* _Exercise_: Please set down, exactly as written, the line containing "[mark] leafy plant" and every line after it through the end of the records.

--- Records Enclosed Below ---

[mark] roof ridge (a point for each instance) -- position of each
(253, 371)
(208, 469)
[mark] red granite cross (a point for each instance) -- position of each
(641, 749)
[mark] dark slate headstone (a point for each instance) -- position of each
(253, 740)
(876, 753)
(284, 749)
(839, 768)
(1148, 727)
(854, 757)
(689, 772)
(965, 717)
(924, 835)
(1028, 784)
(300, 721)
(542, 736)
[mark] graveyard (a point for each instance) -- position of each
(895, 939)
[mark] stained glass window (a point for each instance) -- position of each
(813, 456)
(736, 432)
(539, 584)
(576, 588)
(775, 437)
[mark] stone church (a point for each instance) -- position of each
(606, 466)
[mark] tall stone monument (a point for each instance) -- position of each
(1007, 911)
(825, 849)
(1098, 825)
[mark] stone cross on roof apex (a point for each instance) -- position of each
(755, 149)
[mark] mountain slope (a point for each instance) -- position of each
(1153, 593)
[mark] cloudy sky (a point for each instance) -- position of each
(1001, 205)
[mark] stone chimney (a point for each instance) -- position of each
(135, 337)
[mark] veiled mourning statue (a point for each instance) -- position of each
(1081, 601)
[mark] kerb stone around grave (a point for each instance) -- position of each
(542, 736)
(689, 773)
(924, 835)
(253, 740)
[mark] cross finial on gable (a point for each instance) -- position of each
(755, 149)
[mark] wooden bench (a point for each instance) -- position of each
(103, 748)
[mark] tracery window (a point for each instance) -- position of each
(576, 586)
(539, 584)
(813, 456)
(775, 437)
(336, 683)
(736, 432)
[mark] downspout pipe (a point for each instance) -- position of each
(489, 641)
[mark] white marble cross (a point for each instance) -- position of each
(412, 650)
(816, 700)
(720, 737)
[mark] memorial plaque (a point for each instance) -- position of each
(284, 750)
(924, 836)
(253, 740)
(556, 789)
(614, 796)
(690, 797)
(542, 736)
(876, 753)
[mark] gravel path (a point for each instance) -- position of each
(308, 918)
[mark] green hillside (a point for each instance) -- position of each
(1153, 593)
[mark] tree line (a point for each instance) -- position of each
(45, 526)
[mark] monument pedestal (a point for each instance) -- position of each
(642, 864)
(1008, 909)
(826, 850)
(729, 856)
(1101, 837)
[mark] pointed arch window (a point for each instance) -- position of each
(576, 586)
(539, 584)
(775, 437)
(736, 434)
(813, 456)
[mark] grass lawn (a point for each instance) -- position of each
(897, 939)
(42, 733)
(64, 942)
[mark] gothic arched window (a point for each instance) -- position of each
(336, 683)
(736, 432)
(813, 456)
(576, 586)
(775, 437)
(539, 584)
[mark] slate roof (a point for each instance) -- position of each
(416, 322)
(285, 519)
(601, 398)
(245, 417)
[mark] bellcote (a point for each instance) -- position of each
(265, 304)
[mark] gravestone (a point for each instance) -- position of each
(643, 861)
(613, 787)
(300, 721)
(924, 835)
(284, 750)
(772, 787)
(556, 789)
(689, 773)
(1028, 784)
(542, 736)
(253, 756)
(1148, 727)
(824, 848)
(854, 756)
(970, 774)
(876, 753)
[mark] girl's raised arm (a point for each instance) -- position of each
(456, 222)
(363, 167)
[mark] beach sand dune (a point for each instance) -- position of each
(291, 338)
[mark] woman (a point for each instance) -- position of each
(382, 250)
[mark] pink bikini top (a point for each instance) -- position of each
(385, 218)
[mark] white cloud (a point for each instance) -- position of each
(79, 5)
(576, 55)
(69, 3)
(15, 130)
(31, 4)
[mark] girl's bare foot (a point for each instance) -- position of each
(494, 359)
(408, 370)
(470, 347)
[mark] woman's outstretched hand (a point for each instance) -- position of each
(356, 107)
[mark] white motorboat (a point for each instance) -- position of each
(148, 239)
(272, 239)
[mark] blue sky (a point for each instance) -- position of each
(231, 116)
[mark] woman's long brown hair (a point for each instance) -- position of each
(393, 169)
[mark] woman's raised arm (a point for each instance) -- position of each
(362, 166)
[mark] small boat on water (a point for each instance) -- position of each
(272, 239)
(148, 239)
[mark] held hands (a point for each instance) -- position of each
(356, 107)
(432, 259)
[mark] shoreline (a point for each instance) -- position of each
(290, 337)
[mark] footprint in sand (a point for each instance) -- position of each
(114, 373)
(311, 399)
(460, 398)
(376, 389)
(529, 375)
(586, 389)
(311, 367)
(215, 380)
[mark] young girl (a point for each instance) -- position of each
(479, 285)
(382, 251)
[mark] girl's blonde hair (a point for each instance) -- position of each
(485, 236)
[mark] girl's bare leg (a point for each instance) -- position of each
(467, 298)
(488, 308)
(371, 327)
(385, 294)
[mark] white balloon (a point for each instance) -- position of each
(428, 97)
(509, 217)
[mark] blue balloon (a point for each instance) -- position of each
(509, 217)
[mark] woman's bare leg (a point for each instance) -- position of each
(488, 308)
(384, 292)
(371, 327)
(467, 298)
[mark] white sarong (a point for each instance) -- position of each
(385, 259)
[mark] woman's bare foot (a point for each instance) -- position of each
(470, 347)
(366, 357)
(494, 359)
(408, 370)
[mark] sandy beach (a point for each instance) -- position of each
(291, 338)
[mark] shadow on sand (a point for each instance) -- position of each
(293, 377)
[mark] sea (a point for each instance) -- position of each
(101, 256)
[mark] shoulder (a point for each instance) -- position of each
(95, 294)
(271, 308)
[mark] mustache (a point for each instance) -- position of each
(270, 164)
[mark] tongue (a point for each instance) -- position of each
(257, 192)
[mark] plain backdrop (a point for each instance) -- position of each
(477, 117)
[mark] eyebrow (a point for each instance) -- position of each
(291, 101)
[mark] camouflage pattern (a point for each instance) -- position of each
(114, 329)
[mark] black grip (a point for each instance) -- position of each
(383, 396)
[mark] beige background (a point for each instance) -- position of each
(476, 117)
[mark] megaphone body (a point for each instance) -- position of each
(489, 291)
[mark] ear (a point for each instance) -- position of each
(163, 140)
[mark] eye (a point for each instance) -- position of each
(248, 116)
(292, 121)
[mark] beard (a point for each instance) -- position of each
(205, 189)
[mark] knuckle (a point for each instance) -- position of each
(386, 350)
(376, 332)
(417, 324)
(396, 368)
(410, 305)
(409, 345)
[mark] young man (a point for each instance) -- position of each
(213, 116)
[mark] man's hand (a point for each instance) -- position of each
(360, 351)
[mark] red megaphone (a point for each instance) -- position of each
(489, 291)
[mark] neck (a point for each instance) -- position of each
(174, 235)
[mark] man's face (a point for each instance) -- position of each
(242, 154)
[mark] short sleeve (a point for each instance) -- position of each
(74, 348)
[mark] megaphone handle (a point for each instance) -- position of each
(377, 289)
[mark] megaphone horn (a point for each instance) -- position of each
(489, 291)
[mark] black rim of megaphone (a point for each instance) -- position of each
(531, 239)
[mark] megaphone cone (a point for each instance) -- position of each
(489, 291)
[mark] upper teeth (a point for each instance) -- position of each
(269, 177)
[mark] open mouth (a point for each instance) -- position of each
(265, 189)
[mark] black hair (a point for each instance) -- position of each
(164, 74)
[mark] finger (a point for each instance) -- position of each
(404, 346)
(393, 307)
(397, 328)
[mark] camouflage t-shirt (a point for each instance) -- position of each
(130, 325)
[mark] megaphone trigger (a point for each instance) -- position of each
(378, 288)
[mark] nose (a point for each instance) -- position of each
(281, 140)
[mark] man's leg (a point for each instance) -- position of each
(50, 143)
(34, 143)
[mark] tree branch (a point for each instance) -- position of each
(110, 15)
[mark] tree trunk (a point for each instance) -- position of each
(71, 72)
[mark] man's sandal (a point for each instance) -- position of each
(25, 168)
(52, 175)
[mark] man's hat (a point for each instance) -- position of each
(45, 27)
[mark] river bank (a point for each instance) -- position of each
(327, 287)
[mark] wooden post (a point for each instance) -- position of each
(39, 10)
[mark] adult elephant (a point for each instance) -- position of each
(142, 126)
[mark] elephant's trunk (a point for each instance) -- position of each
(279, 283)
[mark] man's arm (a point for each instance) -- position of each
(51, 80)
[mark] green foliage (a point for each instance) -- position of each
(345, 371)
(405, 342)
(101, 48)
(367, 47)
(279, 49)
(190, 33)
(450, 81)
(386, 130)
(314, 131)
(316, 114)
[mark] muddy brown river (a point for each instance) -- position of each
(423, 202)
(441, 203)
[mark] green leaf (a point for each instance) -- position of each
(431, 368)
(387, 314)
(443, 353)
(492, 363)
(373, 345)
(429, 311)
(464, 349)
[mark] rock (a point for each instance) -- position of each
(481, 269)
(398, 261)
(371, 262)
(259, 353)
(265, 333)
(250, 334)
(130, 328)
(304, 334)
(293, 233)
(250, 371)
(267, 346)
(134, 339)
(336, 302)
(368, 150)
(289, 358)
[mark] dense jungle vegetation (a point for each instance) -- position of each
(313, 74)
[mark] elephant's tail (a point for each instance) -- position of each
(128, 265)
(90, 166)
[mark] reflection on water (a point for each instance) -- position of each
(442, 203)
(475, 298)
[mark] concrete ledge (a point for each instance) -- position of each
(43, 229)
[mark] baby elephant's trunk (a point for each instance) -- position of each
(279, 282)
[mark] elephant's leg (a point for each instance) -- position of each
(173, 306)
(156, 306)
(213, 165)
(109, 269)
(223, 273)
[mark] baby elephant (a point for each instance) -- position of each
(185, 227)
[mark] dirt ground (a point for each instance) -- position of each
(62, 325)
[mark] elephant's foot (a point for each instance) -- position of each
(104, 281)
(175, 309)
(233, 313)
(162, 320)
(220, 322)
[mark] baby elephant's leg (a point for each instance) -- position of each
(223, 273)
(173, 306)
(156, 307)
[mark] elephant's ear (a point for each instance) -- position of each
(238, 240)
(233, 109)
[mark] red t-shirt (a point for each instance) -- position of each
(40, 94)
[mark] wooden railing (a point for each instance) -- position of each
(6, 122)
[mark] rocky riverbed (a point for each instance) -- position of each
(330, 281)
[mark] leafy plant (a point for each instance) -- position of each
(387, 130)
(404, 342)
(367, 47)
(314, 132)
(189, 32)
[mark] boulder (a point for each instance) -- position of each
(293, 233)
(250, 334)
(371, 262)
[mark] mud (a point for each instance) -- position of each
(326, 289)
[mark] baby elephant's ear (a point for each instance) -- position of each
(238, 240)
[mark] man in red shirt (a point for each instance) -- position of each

--- End of Enclosed Records ---

* _Finished task_:
[mark] leafy plant (a point for each instance) -- position of each
(387, 130)
(404, 342)
(367, 47)
(314, 132)
(189, 32)
[mark] boulder (a point for each instance) -- position of each
(293, 233)
(250, 334)
(371, 262)
[mark] mud (a point for each instance) -- position of each
(326, 289)
[mark] baby elephant's ear (a point for each instance) -- position of each
(238, 240)
[mark] man in red shirt (a point for each instance) -- position of each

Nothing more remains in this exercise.